Given text START

STEYER VISITS MCDOUGALD TERRACE, SAYS CONDITIONS ARE "CRUEL": Conditions at McDougald Terrace in Durham are an example of systematic “cruelty” that has to be addressed by the U.S. government and its leaders, Democratic presidential hopeful Tom Steyer said. Steyer, a billionaire turned champion of Democratic causes, visited the Triangle this weekend including the public housing complex where residents have evacuated after carbon monoxide concerns, and where at least two children have died from causes that haven’t so far been publicly identified. “I went to McDougald Terrace to actually see what was going on,” he said Sunday. “To talk to some of the people who are there, some of the people who lived there and some of the people are leading the movement to repair those projects.”
MICKEY MICHAUX PICKED TO TAKE SENATE SEAT VACATED BY FLOYD MCKISSICK: Local Democrats have chosen former state Rep. Mickey Michaux to finish state Sen. Floyd McKissick’s term in Durham. Party leaders will forward Michaux’s name to Gov. Roy Cooper, who is expected to quickly appoint him to the seat. The legislature goes back into session Tuesday. McKissick formally resigned his Senate seat on Jan. 7. Cooper appointed him to the North Carolina Utilities Commission last year. Michaux was the longest-tenured member of the General Assembly, and he announced his retirement in 2018. He held various leadership positions during his decades in the House, including senior budget chairman.
PHARMA EXECUTIVES WHO BRIBED DOCTORS TO USE FENTANYL FACING JAIL SENTENCES: Starting Monday, seven people who worked for Insys Therapeutics will appear in Boston to be sentenced by a federal judge. The case against company founder John Kapoor and his associates was considered the first that sought to hold an opioid maker and its executives criminally liable for the drug crisis that's claimed nearly 400,000 lives over two decades. Prosecutors say officials at Arizona-based Insys Therapeutics paid millions of dollars in bribes to doctors across the country so they would overprescribe Subsys, a fentanyl-based oral spray meant to ease intense pain suffered by cancer patients. Following a lengthy trial, Kapoor and four others were convicted last year of racketeering conspiracy. Two other defendants pleaded guilty. Shortly after, the company reached a $225 million settlement with the U.S. Department of Justice to end its criminal and civil probes.

Given text END
Record excerpts START

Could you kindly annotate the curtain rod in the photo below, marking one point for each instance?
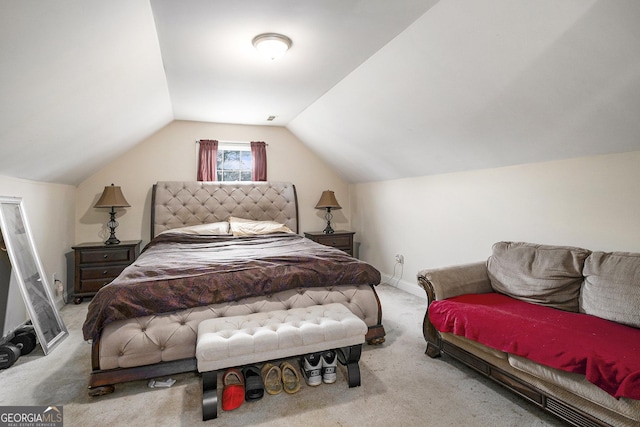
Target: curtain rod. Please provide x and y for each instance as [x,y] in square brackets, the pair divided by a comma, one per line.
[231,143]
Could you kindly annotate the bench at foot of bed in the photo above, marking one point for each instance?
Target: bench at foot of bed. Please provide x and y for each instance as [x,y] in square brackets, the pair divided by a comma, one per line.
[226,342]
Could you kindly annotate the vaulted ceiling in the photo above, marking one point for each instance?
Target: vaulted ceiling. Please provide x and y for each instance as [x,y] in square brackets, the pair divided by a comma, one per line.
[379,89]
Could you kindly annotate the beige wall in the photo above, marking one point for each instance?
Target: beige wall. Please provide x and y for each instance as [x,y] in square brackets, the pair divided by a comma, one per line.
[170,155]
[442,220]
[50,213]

Record excerpts END
Record excerpts START

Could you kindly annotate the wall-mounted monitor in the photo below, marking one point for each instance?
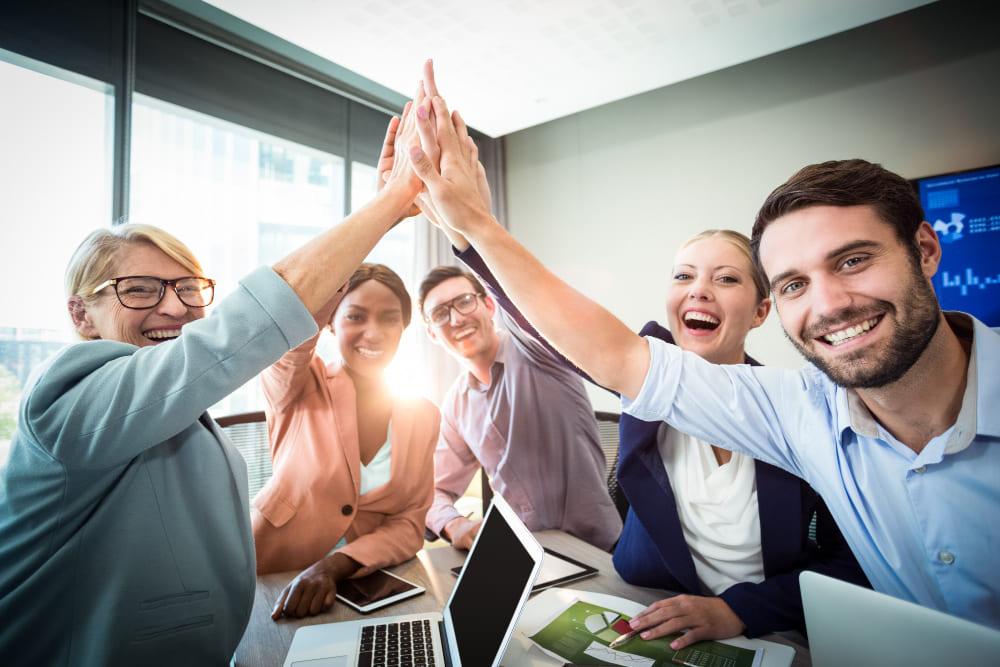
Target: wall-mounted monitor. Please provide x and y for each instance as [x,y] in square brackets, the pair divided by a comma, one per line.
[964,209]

Record excerpts END

Exercise set
[a] According to the news briefs above, why did officials at Insys Therapeutics pay bribes to doctors? Answer in one to three sentences.
[b] Please extend the news briefs by writing what comes next after their final sentence.

Answers by task
[a] Prosecutors say Insys officials paid millions of dollars in bribes to doctors across the country so the doctors would overprescribe Subsys. Subsys is a fentanyl-based oral spray meant to ease intense pain suffered by cancer patients.

[b]
SCHUMER IS FOCUSED ON MAKING IMPEACHMENT TRIAL FAIR AND LEGITIMATE: Over the past few weeks, as Ms. Pelosi and Senator Mitch McConnell, Republican of Kentucky and the majority leader, engaged in a bitter standoff in recent weeks over the shape of the trial — the speaker refused to send the articles, while Mr. McConnell refused to commit to hearing any new evidence in the Senate — Mr. Schumer was still pushing daily for a deal with Republicans to hear from witnesses and secure more documents. Mr. Schumer lost that round, when Mr. McConnell announced last week that he had the votes lined up to move ahead with the trial without committing to either. Now, the Democratic leader faces a more consequential set of tests once the trial gets underway. Mr. Schumer said he plans to force a series of votes on calling witnesses and hearing new evidence, pressuring Republicans to join the call for more information or be tagged as complicit in what Democrats have branded presidential obstruction. In the end, Mr. Schumer knows there is almost no chance the Republican-led Senate will convict Mr. Trump for pressuring Ukraine to investigate his political rivals, a move that would take two-thirds of senators, or 67. But the focus on what constitutes a fair trial, he argued, will either succeed in unearthing new information about Mr. Trump, or at least help Democrats pick up seats in 2020.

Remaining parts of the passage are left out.